#### EXTRACTED MATERIAL ####
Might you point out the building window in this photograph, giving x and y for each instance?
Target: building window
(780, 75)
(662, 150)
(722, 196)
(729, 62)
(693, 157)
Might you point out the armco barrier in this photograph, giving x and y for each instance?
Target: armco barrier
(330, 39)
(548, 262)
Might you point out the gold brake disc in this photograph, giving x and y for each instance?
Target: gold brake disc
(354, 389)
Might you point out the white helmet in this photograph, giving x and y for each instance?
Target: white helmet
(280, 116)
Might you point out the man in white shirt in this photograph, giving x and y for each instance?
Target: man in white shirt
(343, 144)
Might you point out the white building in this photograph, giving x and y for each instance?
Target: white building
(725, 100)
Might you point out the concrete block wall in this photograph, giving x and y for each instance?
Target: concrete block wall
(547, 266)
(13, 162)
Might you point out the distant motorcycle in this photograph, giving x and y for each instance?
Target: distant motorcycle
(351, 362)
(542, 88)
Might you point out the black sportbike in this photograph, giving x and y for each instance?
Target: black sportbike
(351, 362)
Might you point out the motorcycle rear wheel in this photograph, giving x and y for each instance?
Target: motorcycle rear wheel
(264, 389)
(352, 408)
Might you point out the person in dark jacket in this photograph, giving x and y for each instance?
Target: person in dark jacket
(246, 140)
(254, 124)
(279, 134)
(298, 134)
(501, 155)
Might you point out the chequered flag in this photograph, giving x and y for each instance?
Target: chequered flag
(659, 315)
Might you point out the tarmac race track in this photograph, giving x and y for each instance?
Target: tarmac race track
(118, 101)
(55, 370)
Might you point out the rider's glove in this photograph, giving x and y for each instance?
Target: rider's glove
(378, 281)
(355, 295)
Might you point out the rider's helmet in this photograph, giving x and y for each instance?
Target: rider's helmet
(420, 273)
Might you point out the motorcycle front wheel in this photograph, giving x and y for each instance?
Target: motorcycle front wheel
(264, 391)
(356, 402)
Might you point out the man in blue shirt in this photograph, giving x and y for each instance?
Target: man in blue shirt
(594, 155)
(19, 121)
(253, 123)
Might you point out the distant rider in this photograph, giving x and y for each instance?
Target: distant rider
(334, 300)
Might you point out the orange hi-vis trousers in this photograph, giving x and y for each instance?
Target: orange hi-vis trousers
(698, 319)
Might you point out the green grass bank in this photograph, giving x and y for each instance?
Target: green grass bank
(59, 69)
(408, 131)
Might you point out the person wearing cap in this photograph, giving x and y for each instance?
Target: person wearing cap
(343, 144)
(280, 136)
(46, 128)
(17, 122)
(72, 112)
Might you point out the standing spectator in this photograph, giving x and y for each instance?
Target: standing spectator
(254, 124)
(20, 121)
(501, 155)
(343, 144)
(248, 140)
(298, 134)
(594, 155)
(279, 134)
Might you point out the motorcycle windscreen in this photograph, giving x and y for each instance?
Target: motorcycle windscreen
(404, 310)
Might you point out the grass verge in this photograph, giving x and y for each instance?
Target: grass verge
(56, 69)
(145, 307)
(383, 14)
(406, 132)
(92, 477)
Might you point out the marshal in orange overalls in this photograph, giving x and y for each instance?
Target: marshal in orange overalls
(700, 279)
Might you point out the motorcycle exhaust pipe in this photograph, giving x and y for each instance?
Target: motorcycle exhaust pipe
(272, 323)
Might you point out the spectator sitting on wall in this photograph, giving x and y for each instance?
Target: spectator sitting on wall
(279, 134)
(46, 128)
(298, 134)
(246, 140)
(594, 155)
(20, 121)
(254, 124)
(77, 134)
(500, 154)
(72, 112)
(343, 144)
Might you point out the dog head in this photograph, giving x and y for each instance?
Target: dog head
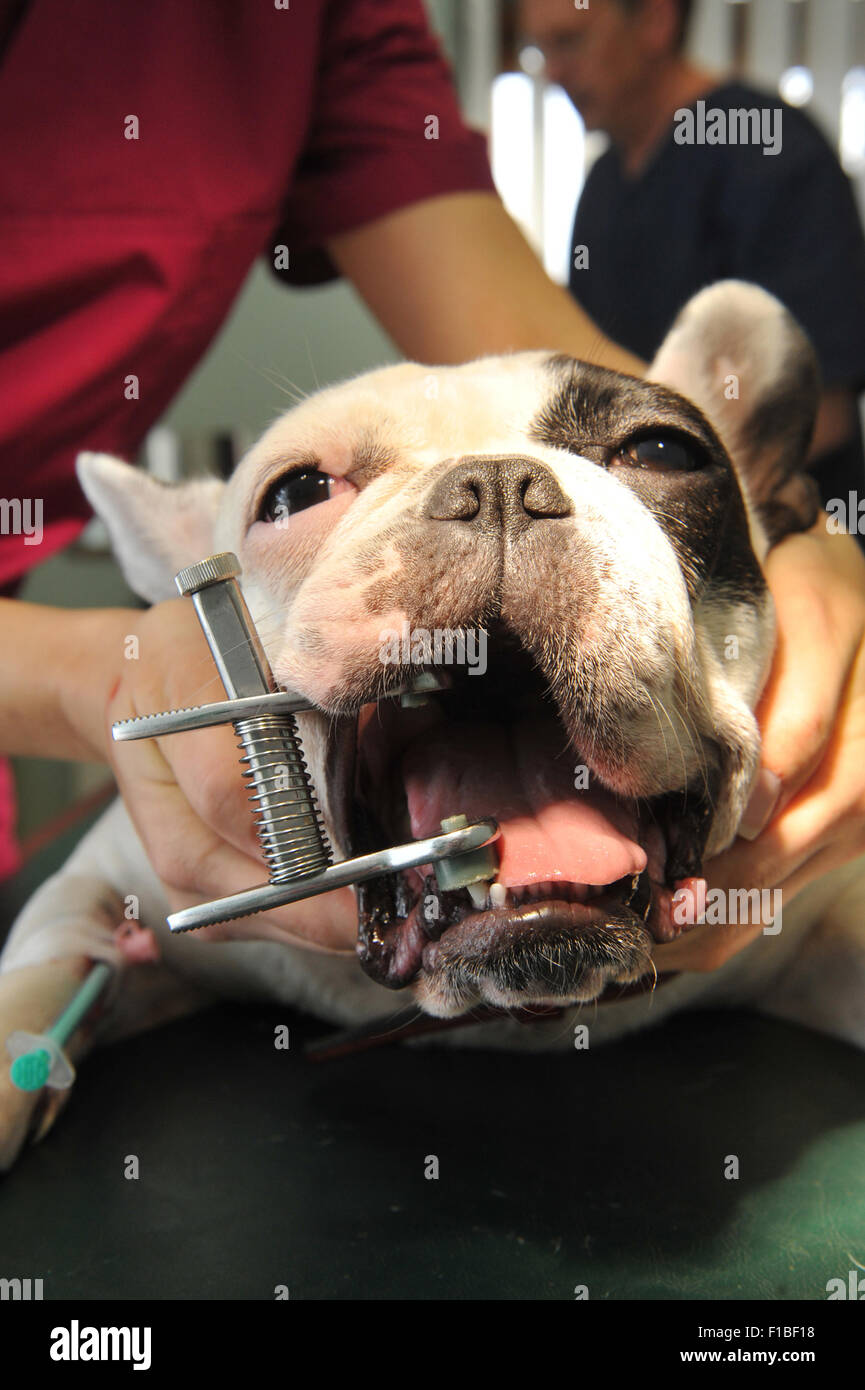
(576, 555)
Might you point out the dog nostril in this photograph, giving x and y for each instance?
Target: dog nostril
(502, 492)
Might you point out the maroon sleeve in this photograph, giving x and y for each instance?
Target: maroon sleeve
(385, 131)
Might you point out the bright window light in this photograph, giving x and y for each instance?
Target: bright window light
(512, 141)
(851, 146)
(796, 85)
(563, 174)
(545, 211)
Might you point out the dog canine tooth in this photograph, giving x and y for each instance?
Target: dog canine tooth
(477, 891)
(498, 895)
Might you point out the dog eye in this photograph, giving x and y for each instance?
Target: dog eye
(662, 453)
(294, 492)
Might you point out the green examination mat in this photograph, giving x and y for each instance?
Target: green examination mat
(259, 1168)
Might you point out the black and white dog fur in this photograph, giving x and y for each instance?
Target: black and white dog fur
(607, 535)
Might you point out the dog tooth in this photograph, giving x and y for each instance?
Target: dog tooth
(477, 891)
(498, 895)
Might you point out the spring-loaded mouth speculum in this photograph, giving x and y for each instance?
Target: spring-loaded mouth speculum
####
# [EXERCISE INSTRUCTIONS]
Write out all of the records above word for word, but leave the pictures out of your answer.

# [WRITTEN RESPONSE]
Might you point out the building window in this photograph, giving x and y for each instance?
Target: building window
(780, 75)
(662, 150)
(722, 196)
(729, 62)
(693, 157)
Might you point out the armco barrier in this photograph, giving x and y for each instance?
Target: armco barrier
(330, 39)
(548, 262)
Might you point out the gold brake disc in this photograph, giving x and y for each instance?
Target: gold brake disc
(354, 389)
Might you point out the white helmet in this photograph, giving x and y for each instance?
Target: white helmet
(280, 116)
Might you point out the man in white shirt in this photograph, giving x and y for each instance?
Target: man in white shirt
(343, 144)
Might you point out the white building in this photograph, giving x and y for each instance?
Target: white building
(725, 100)
Might you point out the concrete block wall in this photograph, giving x and y for each instance?
Target: concrete block wall
(547, 266)
(13, 162)
Might you point out the distant motorcycle in this photograph, giving x and y for each instance?
Target: distant motorcycle
(351, 362)
(542, 88)
Might you point out the black sportbike in this photograph, giving x and y for each instance?
Target: black sportbike
(351, 362)
Might you point out the motorcycle rear wheel in this photograph, giving x and y for each instance?
Target: motorcycle rear wheel
(264, 389)
(352, 408)
Might you point out the person in dark jacket in this photograph, giving x and y for each instance?
Target: person in dark jacket
(246, 140)
(254, 124)
(279, 134)
(298, 134)
(501, 155)
Might you point out the chequered flag in this photograph, giving x and y for each instance?
Target: chequered flag
(659, 315)
Might you point out the tarmac race track in this photograph, giving x and y for each instance?
Target: tarmac race track
(118, 101)
(55, 370)
Might you point out the rider's glove in this photograph, giving x and y for each instance?
Target: rider's glove
(378, 281)
(355, 295)
Might you point out the rider's helmet in this photograph, giving x and y for each instance?
Target: rider's helmet
(420, 273)
Might you point out the motorcycle front wheel in this photograph, giving x and y for each instance?
Target: motorcycle front wheel
(264, 391)
(356, 402)
Might you point out the man in blue shirt in this photograph, giving x and y for each instance?
Target: man in blue shirt
(594, 155)
(19, 121)
(253, 123)
Might you point out the distant rider in this photograph, giving x and y for each instance?
Target: distant rider
(334, 300)
Might you point out the orange hi-vis trousers in this photograph, giving x and y for each instance?
Target: orange hi-vis trousers
(698, 319)
Might you point out the green grass bank in this photograph, giving x and y for each instance?
Target: green grass bank
(59, 69)
(408, 131)
Might you point out the person wearing cap in this photograph, giving x and y for each instance?
Target: person wearing cap
(343, 144)
(280, 136)
(46, 128)
(17, 122)
(72, 112)
Might you point out the standing spectator in this photograph, giving x and y for each instance?
Target: standing spectator
(254, 124)
(20, 121)
(501, 155)
(343, 144)
(248, 140)
(298, 134)
(594, 155)
(279, 134)
Might you point out the motorcycle windscreen in this photograph, giving x and y for each instance?
Target: motorcycle windscreen
(404, 310)
Might you point out the grass verge in this photograph, giving x and y for each instance?
Target: grass verge
(56, 69)
(145, 307)
(383, 14)
(406, 132)
(92, 477)
Might you point out the marshal in orange overalls in this photograph, giving x and y for each instance?
Target: marshal in orange overalls
(700, 279)
Might you point out the motorcycle exhaust pipe in this photograph, giving x and y for each instance?
Target: motorcycle exhaust pipe
(272, 323)
Might you point out the spectator sitting on wall in this photograph, giving x and y for each instance?
Target: spectator sitting on wall
(279, 134)
(46, 128)
(298, 134)
(246, 140)
(594, 155)
(20, 121)
(254, 124)
(77, 134)
(500, 154)
(72, 112)
(343, 144)
Might you point out the dog head in this photograph, giving x and y for each instance?
Target: dog head
(576, 555)
Might you point out the dog nostril in this photograph, giving x and y for each instance?
Target: dog nostril
(502, 492)
Might you point out the maroon sleeve in this photograph, giving x and y for each instance?
Target: maroon sleeve
(385, 131)
Might you point out the bright window light in this photograph, giving x and y for each instance?
Target: bright window light
(512, 141)
(851, 146)
(796, 85)
(563, 174)
(545, 211)
Might you point out the dog canine tooth in this photograph, giving x and y for each instance?
Target: dog canine tooth
(477, 891)
(498, 895)
Might you point out the dog eye in this photograph, giving x and y for each instance?
Target: dog eye
(662, 453)
(294, 492)
Might you point out the green examination mat in this photograph, giving x and y for each instance?
Target: green examination mat
(259, 1168)
Might you point out the black and white dog fur in this photograph, giving x and y for each instance?
Target: black and white dog fur
(607, 535)
Might you point out the dog tooth in this photograph, giving x and y for each instance?
Target: dog tooth
(477, 891)
(498, 895)
Might you point out the spring-loaded mouth speculum in this photograph, giving x and y for each instance?
Target: spring-loaded mouth speculum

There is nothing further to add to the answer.